* [TO DO]: Could you copy out the whole patch note on tracing MAD exchanges during connection setup, word for word?

Surface the operation of MAD exchanges during connection
establishment. Some samples:

[root@klimt ~]# trace-cmd report -F ib_cma
cpus=4
     kworker/0:4-123   [000]    60.677388: cm_send_rep:          local_id=1965336542 remote_id=1096195961 state=REQ_RCVD lap_state=LAP_UNINIT
   kworker/u8:11-391   [002]    60.678808: cm_send_req:          local_id=1982113758 remote_id=0 state=IDLE lap_state=LAP_UNINIT
     kworker/0:4-123   [000]    60.679652: cm_send_rtu:          local_id=1982113758 remote_id=1079418745 state=REP_RCVD lap_state=LAP_UNINIT
            nfsd-1954  [001]    60.691350: cm_send_rep:          local_id=1998890974 remote_id=1129750393 state=MRA_REQ_SENT lap_state=LAP_UNINIT
            nfsd-1954  [003]    62.017931: cm_send_drep:         local_id=1998890974 remote_id=1129750393 state=TIMEWAIT lap_state=LAP_UNINIT

Signed-off-by: Chuck Lever <chuck.lever@oracle.com>
---
 drivers/infiniband/core/cm.c       |   22 +++++++-
 drivers/infiniband/core/cm_trace.h |  105 ++++++++++++++++++++++++++++++++++++
 2 files changed, 125 insertions(+), 2 deletions(-)

* [DATA LINES]:
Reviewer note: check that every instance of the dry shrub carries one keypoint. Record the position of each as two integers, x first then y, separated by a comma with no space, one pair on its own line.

* [SOLUTION TO THE EXERCISE]:
Surface the operation of MAD exchanges during connection
establishment. Some samples:

[root@klimt ~]# trace-cmd report -F ib_cma
cpus=4
     kworker/0:4-123   [000]    60.677388: cm_send_rep:          local_id=1965336542 remote_id=1096195961 state=REQ_RCVD lap_state=LAP_UNINIT
   kworker/u8:11-391   [002]    60.678808: cm_send_req:          local_id=1982113758 remote_id=0 state=IDLE lap_state=LAP_UNINIT
     kworker/0:4-123   [000]    60.679652: cm_send_rtu:          local_id=1982113758 remote_id=1079418745 state=REP_RCVD lap_state=LAP_UNINIT
            nfsd-1954  [001]    60.691350: cm_send_rep:          local_id=1998890974 remote_id=1129750393 state=MRA_REQ_SENT lap_state=LAP_UNINIT
            nfsd-1954  [003]    62.017931: cm_send_drep:         local_id=1998890974 remote_id=1129750393 state=TIMEWAIT lap_state=LAP_UNINIT

Signed-off-by: Chuck Lever <chuck.lever@oracle.com>
---
 drivers/infiniband/core/cm.c       |   22 +++++++-
 drivers/infiniband/core/cm_trace.h |  105 ++++++++++++++++++++++++++++++++++++
 2 files changed, 125 insertions(+), 2 deletions(-)